------ DATA FOR PROCESSING

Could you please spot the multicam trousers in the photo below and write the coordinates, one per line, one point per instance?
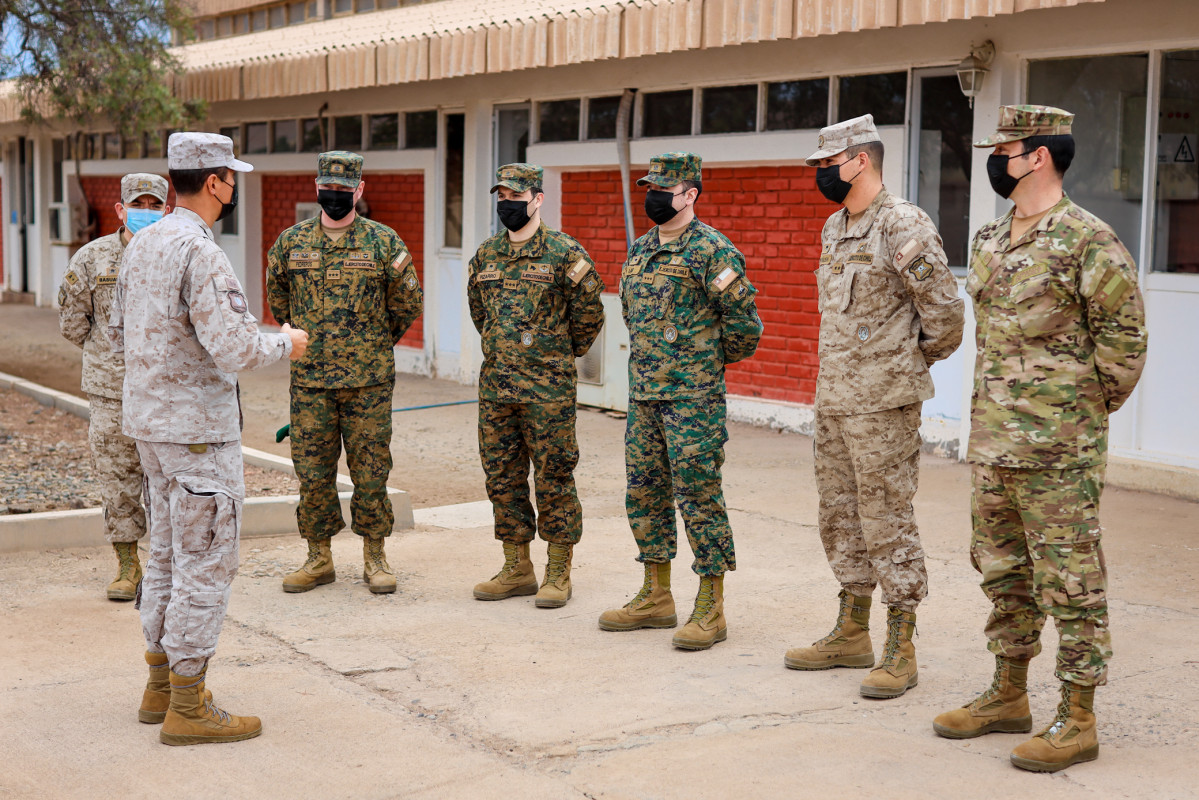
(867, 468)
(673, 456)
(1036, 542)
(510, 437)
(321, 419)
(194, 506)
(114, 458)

------------
------ DATA FOR PROCESSING

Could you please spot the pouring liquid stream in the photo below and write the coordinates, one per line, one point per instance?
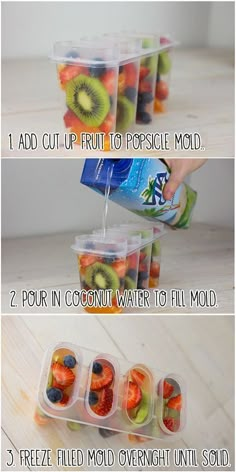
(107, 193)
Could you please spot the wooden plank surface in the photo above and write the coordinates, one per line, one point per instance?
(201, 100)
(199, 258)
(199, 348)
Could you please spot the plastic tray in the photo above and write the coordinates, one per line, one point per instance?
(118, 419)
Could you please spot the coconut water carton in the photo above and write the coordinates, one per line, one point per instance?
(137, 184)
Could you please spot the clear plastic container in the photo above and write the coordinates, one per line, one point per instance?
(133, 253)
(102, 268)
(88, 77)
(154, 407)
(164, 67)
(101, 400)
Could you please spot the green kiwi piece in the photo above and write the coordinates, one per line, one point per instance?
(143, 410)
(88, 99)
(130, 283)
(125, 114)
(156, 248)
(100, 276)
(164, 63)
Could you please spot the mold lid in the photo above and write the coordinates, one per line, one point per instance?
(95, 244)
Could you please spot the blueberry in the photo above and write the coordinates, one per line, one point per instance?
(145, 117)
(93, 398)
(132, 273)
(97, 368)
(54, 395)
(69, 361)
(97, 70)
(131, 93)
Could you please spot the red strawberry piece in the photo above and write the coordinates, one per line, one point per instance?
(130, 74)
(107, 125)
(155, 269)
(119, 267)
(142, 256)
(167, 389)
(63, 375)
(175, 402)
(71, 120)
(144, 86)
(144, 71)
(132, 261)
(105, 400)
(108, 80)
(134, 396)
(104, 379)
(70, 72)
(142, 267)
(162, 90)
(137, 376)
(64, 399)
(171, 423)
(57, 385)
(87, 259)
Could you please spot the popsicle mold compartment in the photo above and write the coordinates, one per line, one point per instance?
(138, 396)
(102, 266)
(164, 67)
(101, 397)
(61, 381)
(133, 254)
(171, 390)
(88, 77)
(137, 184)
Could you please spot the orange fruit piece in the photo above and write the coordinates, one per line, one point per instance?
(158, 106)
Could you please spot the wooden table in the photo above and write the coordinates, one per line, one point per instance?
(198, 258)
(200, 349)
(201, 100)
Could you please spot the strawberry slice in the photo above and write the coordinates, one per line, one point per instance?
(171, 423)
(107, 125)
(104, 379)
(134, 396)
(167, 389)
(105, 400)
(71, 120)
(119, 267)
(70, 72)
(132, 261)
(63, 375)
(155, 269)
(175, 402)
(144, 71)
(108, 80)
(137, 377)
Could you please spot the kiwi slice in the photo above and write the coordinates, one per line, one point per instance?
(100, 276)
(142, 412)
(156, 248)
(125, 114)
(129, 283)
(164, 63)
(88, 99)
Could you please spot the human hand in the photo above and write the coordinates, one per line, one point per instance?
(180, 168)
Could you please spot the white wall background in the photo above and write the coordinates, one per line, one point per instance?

------------

Your reply is to repeat, unchanged, the lines above running from the one with "Could you please spot the strawberry" up to and including the one with "Could you please spot the white".

Could you please spot the strawberry slice in the photo above and write the coordinates, one per line, one point per instance?
(171, 423)
(107, 125)
(104, 379)
(134, 396)
(167, 389)
(105, 400)
(71, 120)
(119, 267)
(70, 72)
(132, 261)
(63, 375)
(155, 269)
(175, 402)
(144, 71)
(108, 80)
(137, 377)
Could you please spot the kiwi slice in the photo above and write the coordinates, one per line, one point per instance?
(100, 276)
(142, 412)
(156, 248)
(125, 114)
(129, 283)
(164, 63)
(88, 99)
Could you please spot the human hand in the photo above and write the coordinates, one per line, one point per instance?
(180, 168)
Could you please spot the white wall background in the photo above and write the coordinates, one per line, one point per instance?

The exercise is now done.